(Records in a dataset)
○ ○ ○ ○ ○ ○ ○

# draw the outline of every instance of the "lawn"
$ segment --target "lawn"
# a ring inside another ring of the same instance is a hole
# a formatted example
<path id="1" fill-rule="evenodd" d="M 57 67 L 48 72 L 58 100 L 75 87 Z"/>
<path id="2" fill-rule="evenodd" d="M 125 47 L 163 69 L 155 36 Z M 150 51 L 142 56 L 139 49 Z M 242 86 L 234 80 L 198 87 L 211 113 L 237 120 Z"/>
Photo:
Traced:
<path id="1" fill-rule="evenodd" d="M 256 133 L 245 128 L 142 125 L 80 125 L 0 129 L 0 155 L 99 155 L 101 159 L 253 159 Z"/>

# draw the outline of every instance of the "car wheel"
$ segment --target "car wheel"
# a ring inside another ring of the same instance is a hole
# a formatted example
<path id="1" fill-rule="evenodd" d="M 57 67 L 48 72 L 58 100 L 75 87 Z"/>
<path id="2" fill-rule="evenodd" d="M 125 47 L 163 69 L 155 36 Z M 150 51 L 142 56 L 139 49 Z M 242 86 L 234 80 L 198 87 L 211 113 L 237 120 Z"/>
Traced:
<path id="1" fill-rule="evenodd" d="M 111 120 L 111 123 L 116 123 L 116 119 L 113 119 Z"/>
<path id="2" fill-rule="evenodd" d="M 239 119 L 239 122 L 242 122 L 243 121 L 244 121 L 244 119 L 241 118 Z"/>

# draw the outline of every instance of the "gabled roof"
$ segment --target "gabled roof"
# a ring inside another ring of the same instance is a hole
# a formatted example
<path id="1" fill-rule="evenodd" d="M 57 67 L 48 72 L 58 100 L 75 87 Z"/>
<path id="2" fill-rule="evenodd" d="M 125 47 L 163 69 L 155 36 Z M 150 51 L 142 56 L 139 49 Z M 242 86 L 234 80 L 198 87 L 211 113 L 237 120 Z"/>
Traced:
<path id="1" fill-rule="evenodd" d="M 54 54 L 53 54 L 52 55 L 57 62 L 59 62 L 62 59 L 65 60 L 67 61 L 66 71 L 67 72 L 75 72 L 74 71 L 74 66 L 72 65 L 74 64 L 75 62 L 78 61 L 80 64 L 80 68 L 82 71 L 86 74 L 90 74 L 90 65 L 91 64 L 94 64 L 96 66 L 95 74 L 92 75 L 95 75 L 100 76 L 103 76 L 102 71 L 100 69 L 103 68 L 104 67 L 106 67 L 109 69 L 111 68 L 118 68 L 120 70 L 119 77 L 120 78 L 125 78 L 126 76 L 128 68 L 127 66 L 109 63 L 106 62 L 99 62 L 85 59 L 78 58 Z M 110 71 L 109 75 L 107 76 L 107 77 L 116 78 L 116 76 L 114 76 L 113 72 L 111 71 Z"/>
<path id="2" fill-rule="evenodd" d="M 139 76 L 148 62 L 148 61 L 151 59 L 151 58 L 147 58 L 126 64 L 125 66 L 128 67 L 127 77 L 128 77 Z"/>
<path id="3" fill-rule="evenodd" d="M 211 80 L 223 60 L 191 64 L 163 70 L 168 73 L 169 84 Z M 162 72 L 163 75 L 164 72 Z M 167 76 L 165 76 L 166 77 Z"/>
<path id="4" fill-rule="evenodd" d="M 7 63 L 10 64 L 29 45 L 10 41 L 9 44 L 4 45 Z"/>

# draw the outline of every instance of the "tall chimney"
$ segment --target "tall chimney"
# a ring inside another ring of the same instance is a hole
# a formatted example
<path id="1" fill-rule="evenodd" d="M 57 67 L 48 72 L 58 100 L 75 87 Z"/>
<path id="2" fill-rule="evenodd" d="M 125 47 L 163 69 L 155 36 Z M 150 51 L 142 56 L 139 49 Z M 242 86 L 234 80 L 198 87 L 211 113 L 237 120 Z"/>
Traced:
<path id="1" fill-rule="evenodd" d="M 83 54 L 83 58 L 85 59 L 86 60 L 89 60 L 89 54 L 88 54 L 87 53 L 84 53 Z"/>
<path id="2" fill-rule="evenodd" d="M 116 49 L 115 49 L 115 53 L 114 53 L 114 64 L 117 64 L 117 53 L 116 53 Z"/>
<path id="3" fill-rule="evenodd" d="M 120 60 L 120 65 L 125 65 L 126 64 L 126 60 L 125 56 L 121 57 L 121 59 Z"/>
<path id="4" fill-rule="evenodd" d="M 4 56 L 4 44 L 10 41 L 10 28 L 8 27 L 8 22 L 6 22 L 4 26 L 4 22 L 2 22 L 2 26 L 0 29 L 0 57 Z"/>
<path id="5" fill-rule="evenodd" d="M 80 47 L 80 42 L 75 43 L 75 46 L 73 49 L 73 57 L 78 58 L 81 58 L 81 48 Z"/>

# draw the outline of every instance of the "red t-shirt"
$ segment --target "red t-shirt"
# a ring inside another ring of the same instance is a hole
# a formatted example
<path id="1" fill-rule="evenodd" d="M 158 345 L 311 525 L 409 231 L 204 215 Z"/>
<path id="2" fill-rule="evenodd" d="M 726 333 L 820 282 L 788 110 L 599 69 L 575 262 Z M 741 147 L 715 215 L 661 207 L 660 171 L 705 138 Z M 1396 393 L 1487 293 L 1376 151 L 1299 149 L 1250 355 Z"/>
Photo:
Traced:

○ ○ ○ ○ ○ ○ ○

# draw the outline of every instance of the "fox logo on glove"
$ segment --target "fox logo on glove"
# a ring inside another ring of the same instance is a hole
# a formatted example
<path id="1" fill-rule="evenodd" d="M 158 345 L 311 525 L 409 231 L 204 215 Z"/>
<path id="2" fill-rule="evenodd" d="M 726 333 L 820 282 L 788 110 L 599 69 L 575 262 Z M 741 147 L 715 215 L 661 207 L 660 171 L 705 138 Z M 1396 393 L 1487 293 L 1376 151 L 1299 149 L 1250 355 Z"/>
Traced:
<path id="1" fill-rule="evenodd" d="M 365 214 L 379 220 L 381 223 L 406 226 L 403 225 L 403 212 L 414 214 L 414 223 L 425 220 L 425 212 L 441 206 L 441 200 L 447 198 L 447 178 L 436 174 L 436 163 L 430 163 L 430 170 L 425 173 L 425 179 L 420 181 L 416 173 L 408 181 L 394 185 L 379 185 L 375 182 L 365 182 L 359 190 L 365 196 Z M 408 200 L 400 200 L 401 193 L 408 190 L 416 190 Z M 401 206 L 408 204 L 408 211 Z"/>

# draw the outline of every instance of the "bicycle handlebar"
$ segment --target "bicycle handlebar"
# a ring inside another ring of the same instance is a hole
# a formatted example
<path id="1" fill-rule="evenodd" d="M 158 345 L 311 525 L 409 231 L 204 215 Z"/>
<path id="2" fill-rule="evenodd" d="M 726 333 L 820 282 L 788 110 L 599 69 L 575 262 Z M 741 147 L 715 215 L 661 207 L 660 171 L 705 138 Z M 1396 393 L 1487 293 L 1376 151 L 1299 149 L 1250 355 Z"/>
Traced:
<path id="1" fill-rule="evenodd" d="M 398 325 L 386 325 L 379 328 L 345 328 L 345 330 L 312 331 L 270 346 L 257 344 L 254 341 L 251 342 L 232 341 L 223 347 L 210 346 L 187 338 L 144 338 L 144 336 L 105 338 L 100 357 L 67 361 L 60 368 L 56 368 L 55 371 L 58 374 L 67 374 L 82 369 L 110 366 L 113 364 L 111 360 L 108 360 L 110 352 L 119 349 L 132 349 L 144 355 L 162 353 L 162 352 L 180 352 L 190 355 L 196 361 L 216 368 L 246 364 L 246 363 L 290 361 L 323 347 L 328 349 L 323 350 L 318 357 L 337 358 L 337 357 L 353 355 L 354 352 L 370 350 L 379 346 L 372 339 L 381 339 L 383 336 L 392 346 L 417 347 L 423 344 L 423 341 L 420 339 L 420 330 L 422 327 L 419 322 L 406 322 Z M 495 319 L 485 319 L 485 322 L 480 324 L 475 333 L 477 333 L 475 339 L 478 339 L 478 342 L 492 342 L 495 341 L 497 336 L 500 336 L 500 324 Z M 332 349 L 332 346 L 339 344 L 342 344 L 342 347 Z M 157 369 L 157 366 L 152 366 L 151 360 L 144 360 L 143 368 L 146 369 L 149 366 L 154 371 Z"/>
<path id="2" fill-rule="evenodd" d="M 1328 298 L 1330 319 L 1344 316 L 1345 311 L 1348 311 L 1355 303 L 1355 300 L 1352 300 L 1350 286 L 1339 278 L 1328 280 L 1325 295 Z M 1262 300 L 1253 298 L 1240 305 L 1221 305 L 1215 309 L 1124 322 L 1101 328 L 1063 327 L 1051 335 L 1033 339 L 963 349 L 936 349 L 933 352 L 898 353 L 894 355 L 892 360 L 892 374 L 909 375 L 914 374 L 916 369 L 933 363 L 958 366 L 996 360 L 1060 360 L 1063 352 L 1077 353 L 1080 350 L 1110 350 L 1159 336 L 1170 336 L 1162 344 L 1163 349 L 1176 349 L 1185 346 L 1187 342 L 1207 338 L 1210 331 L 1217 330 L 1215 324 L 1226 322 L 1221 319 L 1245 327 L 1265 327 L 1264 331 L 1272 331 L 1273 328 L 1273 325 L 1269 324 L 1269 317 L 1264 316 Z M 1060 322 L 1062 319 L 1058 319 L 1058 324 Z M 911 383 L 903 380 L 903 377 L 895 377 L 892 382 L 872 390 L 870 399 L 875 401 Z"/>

○ ○ ○ ○ ○ ○ ○

**EXERCISE REQUIREMENTS:**
Please count the lines of the items above that contain the string "outline" and give only the number.

**RESPONSE:**
7